▶ _Exercise description_
Retype the items from the first line up to and including the line with "pixel 349 197", copying each line with no changes.

▶ _Given records_

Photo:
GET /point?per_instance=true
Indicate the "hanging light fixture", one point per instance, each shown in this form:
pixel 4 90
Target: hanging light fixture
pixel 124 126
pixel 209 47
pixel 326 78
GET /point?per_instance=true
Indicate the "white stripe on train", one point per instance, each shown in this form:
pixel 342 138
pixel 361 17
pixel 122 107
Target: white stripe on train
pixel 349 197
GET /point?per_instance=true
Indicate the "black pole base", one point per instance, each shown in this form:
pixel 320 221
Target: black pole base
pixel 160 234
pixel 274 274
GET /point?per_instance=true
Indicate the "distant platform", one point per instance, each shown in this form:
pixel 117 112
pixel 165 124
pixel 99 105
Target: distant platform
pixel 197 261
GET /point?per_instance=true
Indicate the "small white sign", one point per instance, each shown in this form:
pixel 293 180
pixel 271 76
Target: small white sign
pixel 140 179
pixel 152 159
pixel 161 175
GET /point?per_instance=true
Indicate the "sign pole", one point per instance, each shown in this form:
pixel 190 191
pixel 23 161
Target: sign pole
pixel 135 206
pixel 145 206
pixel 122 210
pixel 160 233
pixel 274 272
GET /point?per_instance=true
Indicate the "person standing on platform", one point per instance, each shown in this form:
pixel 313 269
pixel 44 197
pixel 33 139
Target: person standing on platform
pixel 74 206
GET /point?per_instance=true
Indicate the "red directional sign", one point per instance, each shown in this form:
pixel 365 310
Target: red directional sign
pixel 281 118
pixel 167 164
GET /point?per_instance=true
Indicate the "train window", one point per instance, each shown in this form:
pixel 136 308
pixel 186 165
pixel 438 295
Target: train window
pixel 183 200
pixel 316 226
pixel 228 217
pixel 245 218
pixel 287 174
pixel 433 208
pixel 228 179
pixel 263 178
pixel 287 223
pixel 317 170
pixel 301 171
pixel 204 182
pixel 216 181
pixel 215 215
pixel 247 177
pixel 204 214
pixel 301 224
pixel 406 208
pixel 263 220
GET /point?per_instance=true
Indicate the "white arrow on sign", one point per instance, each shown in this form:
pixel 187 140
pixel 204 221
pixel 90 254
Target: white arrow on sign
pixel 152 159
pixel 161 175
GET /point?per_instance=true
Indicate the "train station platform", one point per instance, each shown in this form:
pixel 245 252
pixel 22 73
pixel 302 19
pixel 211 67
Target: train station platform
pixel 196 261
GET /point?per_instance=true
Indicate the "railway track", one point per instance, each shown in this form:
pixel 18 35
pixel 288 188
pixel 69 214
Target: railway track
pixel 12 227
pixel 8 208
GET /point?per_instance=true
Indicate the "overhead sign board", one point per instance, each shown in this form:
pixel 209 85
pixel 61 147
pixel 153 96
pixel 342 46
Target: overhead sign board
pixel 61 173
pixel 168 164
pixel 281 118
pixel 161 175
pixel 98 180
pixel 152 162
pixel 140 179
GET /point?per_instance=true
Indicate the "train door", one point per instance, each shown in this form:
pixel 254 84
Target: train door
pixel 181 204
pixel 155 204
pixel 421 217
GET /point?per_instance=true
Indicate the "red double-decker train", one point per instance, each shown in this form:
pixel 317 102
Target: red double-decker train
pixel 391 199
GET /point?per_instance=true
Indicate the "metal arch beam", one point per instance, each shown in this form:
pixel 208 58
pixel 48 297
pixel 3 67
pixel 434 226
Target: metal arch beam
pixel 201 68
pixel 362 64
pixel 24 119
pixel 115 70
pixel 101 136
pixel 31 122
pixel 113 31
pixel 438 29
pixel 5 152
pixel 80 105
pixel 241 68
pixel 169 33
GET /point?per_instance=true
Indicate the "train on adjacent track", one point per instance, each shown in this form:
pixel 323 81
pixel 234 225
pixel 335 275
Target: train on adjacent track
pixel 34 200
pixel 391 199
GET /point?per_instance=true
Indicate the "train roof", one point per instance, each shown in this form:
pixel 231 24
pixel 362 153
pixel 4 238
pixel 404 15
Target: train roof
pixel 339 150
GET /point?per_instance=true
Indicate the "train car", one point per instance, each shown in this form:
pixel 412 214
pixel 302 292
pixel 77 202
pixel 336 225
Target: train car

▶ _Exercise solution_
Photo:
GET /point?per_instance=true
Indicate the "hanging light fixture", one point per instance, each shown in this form:
pixel 4 90
Target: hanging light fixture
pixel 124 126
pixel 209 47
pixel 326 78
GET /point?per_instance=true
Indicate the "white stripe on train", one point per instance, each shown in this form:
pixel 342 138
pixel 361 17
pixel 122 107
Target: white stripe on train
pixel 349 197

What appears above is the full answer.